▶ _YOUR INSTRUCTIONS_
Render the records below as a Markdown table with the columns n and Line, one row per line, starting with the line containing "the bare twig?" and running through the line containing "Please mark the region of the bare twig.". Leave out blank lines.

[Labeled region records]
============================================================

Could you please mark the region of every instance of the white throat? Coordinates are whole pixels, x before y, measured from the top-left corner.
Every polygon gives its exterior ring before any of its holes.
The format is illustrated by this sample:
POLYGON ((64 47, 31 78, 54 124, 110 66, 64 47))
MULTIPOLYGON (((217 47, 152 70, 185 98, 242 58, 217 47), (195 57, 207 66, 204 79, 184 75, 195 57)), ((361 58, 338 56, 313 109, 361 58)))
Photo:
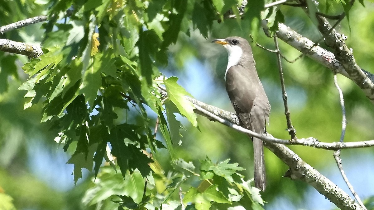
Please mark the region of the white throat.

============================================================

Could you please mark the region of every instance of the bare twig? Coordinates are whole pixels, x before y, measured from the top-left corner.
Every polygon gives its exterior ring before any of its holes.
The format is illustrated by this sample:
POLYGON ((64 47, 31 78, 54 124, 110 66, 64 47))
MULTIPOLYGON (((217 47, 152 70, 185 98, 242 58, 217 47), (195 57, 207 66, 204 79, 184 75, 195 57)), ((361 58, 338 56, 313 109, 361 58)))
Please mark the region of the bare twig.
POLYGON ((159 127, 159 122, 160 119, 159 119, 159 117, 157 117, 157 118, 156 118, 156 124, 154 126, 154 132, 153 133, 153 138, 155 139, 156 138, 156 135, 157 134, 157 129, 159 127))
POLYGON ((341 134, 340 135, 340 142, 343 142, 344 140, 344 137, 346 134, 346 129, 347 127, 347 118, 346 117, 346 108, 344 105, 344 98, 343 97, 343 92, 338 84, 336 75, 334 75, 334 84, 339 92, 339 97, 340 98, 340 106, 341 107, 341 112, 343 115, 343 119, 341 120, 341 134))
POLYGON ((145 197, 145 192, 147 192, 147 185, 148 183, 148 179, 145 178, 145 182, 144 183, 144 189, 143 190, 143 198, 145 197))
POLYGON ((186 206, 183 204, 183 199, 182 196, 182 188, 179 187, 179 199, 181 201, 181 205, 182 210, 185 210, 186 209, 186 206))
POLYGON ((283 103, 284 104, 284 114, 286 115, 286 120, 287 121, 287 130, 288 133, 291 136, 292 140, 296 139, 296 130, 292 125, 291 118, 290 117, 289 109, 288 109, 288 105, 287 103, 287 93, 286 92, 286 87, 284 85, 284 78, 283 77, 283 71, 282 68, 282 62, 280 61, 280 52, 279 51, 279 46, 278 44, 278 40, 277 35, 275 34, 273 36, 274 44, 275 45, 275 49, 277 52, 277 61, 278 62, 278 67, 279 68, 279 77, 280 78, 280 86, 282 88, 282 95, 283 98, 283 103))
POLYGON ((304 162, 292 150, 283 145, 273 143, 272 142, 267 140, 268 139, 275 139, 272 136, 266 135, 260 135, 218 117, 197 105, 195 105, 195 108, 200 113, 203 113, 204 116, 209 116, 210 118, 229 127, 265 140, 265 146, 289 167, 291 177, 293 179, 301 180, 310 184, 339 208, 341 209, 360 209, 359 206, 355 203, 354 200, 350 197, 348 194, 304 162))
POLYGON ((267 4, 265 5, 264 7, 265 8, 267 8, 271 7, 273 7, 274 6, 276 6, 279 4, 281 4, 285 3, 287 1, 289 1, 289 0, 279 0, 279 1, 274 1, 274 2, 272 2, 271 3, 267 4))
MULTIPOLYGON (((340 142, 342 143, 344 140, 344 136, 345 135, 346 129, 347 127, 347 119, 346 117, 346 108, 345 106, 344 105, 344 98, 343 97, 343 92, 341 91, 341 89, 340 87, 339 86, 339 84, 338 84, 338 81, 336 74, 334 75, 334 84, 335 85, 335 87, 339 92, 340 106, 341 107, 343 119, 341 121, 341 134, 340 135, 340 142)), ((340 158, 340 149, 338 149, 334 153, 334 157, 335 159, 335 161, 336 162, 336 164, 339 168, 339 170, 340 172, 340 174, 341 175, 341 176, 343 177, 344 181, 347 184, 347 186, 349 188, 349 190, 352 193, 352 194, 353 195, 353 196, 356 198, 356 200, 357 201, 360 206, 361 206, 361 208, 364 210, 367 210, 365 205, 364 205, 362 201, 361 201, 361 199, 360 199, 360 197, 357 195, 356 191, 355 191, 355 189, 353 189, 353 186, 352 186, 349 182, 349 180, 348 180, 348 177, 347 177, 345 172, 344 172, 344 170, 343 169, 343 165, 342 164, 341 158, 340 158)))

============================================================

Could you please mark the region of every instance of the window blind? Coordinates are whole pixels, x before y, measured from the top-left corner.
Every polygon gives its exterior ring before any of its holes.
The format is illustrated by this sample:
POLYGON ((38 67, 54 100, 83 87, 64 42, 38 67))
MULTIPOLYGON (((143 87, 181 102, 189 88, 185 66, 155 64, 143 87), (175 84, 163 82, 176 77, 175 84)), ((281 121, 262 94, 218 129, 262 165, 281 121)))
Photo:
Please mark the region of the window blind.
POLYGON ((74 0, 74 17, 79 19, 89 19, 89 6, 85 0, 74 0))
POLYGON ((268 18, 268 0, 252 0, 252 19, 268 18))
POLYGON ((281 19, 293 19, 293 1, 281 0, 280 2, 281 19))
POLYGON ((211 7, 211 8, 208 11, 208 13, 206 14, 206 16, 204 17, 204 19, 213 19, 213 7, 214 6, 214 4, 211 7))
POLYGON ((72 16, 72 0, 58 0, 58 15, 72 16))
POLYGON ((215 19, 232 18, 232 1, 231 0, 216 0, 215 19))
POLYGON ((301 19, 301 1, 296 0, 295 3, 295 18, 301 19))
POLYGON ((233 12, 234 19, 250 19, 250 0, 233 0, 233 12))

============================================================

▶ _CORRECT ANSWER_
| n | Line |
|---|---|
| 1 | Could you please mark the region of every instance of the bare twig? Coordinates are whole pixels, x before y, measured from the top-left corner. |
| 2 | Every polygon gives its exterior ring before any of its holes. |
| 3 | The format is illustrated by this sample: |
| 4 | POLYGON ((64 47, 31 78, 54 124, 110 66, 64 47)) |
| 5 | MULTIPOLYGON (((217 47, 152 70, 185 98, 242 58, 217 47), (195 57, 207 66, 204 79, 184 75, 195 57)), ((361 58, 338 56, 313 109, 361 58))) |
| 6 | Please mark the region of the bare twig. |